▶ PROBLEM TO WORK ON
Return the lines beginning at the one that contains "Keypoint placement: for each instance of the dark hair, put" and continuing to the end of the entries, including both ends, exactly as written and nothing else.

__________

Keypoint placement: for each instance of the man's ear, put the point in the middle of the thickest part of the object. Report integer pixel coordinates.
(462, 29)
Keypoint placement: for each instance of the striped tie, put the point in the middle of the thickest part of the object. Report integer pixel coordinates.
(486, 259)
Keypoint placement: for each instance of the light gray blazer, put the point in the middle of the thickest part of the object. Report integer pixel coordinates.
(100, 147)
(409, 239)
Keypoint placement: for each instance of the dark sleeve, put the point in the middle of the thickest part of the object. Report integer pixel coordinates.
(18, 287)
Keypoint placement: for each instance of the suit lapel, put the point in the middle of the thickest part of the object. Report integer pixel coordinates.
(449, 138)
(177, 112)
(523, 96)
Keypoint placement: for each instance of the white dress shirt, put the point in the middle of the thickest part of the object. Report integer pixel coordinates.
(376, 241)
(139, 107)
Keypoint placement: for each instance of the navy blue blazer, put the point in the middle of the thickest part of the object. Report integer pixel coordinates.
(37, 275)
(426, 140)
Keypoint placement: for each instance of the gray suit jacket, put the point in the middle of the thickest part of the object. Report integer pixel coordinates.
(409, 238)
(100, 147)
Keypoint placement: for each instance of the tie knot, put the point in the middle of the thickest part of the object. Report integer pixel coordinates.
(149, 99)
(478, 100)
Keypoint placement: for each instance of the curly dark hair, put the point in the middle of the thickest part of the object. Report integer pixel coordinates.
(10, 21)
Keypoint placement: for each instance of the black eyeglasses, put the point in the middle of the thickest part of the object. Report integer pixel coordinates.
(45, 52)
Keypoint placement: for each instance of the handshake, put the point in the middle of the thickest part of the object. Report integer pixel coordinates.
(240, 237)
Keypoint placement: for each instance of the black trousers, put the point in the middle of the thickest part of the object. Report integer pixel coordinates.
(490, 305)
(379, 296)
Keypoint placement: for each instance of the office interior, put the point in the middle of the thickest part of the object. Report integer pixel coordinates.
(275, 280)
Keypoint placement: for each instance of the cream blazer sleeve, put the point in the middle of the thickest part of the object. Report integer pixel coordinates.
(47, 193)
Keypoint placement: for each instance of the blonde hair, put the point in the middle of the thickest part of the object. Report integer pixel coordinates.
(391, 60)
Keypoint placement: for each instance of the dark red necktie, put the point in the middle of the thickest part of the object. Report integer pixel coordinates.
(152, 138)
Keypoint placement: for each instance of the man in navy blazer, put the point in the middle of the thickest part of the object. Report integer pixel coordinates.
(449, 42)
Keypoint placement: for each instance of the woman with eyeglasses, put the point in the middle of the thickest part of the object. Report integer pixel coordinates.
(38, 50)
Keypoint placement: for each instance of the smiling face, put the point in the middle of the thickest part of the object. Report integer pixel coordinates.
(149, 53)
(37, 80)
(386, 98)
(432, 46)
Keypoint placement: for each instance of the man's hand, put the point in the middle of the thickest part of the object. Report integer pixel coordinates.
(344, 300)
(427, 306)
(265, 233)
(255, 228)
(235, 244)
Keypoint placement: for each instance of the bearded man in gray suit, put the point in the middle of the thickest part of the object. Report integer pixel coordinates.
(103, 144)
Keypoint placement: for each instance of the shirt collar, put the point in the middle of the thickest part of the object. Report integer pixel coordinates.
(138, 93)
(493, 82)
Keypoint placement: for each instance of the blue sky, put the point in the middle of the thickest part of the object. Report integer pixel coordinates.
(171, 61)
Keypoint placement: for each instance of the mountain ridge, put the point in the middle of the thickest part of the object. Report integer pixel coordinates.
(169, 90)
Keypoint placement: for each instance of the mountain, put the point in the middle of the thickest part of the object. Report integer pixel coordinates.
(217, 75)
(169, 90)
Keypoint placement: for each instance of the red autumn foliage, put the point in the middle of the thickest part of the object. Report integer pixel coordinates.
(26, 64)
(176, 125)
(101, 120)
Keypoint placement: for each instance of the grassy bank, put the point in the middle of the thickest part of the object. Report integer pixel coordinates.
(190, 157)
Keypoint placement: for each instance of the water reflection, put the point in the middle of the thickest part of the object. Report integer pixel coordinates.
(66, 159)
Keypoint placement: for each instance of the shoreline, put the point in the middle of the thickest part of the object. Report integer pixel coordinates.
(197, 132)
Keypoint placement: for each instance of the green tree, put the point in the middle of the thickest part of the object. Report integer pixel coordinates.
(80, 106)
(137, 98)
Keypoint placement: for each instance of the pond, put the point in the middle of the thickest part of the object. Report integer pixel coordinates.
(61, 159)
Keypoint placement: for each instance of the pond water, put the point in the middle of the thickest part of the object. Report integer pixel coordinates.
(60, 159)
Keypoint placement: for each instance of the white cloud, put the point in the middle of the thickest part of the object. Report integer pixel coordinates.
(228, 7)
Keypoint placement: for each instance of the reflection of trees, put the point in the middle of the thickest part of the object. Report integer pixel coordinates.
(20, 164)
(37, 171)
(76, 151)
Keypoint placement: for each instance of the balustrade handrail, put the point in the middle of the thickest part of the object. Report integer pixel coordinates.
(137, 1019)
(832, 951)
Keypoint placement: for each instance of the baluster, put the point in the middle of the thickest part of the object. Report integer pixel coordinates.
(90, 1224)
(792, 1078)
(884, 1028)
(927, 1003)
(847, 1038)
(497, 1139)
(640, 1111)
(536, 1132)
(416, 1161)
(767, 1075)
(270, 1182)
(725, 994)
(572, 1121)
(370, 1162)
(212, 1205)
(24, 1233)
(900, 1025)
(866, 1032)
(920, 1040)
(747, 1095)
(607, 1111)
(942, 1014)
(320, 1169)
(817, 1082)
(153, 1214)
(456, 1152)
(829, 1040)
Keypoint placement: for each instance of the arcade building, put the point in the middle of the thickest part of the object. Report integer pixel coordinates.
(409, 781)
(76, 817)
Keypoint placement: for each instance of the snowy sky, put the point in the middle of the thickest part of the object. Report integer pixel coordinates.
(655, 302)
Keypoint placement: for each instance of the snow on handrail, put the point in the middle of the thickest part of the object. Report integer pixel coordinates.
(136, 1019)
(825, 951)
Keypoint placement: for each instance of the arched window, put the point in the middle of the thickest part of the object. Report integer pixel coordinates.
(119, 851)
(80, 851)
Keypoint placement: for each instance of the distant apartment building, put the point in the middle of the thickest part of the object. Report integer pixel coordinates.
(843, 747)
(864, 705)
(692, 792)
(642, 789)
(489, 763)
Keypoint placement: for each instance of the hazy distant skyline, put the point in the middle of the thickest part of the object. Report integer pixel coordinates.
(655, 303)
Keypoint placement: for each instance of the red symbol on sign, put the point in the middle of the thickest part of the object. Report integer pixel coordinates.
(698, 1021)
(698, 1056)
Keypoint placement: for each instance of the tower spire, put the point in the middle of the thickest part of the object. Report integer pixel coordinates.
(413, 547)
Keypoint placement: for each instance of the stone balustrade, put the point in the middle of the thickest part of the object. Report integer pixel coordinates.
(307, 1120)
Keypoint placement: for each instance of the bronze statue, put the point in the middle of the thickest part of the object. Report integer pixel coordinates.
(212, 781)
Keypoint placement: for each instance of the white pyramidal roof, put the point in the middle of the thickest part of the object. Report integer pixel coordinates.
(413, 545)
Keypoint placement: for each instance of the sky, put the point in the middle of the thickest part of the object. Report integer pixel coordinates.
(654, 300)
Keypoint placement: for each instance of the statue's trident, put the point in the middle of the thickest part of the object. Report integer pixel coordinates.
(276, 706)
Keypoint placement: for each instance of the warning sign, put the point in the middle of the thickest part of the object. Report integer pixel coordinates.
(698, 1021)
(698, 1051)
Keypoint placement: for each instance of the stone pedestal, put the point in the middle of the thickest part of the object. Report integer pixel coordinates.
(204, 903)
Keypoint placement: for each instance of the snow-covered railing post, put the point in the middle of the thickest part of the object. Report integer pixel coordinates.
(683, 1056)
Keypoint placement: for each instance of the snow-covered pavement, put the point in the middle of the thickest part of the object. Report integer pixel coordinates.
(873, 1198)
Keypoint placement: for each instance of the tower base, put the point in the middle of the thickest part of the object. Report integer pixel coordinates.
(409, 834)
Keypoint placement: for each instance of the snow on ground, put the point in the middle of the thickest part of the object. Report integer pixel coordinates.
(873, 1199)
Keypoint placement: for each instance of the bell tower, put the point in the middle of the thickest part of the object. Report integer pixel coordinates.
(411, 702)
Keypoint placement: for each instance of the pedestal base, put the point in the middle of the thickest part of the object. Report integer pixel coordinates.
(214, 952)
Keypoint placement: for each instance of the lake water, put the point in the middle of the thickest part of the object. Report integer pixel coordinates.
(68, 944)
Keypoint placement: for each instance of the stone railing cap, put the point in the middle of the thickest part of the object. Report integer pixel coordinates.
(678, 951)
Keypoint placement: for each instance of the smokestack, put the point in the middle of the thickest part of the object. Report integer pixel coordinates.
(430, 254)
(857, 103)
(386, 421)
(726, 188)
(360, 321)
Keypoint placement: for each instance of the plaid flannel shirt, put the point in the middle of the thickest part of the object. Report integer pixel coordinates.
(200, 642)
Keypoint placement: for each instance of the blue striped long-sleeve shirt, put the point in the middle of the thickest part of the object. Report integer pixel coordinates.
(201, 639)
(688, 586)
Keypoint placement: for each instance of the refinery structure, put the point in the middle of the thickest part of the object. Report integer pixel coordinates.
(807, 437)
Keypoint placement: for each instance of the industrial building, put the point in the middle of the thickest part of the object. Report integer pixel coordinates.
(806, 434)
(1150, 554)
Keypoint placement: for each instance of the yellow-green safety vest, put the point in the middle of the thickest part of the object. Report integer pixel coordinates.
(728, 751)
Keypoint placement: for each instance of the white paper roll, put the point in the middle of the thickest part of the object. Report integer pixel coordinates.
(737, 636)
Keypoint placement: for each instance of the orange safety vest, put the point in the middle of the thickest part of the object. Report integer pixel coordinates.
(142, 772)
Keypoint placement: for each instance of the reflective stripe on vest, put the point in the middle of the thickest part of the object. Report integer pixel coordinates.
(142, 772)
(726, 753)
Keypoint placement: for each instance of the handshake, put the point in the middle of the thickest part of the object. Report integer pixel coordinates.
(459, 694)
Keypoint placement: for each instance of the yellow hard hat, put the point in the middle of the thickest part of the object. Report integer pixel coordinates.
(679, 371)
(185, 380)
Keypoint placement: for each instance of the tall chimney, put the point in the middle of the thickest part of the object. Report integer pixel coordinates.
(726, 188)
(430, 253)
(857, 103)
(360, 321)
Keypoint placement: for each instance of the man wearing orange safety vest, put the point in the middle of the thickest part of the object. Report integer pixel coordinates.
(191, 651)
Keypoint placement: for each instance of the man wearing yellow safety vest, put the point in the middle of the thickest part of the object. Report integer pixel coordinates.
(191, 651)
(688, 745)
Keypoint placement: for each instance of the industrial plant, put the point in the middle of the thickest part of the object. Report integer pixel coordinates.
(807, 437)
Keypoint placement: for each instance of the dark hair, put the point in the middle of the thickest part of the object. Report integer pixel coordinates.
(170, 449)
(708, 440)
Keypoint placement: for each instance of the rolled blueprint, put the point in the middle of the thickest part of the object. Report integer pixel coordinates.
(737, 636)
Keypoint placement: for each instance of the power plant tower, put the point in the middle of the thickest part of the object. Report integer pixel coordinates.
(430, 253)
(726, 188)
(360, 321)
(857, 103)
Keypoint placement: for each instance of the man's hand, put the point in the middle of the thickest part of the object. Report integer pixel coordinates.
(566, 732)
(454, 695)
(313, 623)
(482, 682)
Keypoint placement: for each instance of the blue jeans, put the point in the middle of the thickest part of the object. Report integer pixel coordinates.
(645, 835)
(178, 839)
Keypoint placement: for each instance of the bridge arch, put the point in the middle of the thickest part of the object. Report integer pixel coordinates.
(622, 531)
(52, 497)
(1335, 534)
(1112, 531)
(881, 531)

__________

▶ SOLUTION TO THE EXERCISE
Keypoint placement: for each instance of the dark hair, put the point in the middle of the thickest part of the object. Report integer pixel coordinates.
(170, 449)
(708, 440)
Keypoint placement: for each instance of the rolled blueprint, put the point in the middle of the thickest part of the object. Report integer pixel coordinates.
(737, 636)
Keypoint placement: for each instance of the power plant tower, put the point in the middle of the thickest part of the object. Report integer pixel coordinates.
(430, 253)
(726, 188)
(360, 321)
(857, 103)
Keypoint placement: for each instance of the man's hand, put the point in the middle of the thickest part of the object. Report integer pixel coordinates.
(566, 732)
(454, 695)
(313, 623)
(482, 682)
Keypoint placement: for each instance of the blue jeans, put the point in the middle of the thickest part of the object. Report integer pixel coordinates.
(645, 835)
(178, 839)
Keypoint placement: for each instance of the bridge arch, put the point in the middle of the thickest part of the object. Report integer pixel coordinates.
(622, 531)
(52, 497)
(1335, 534)
(1112, 531)
(881, 531)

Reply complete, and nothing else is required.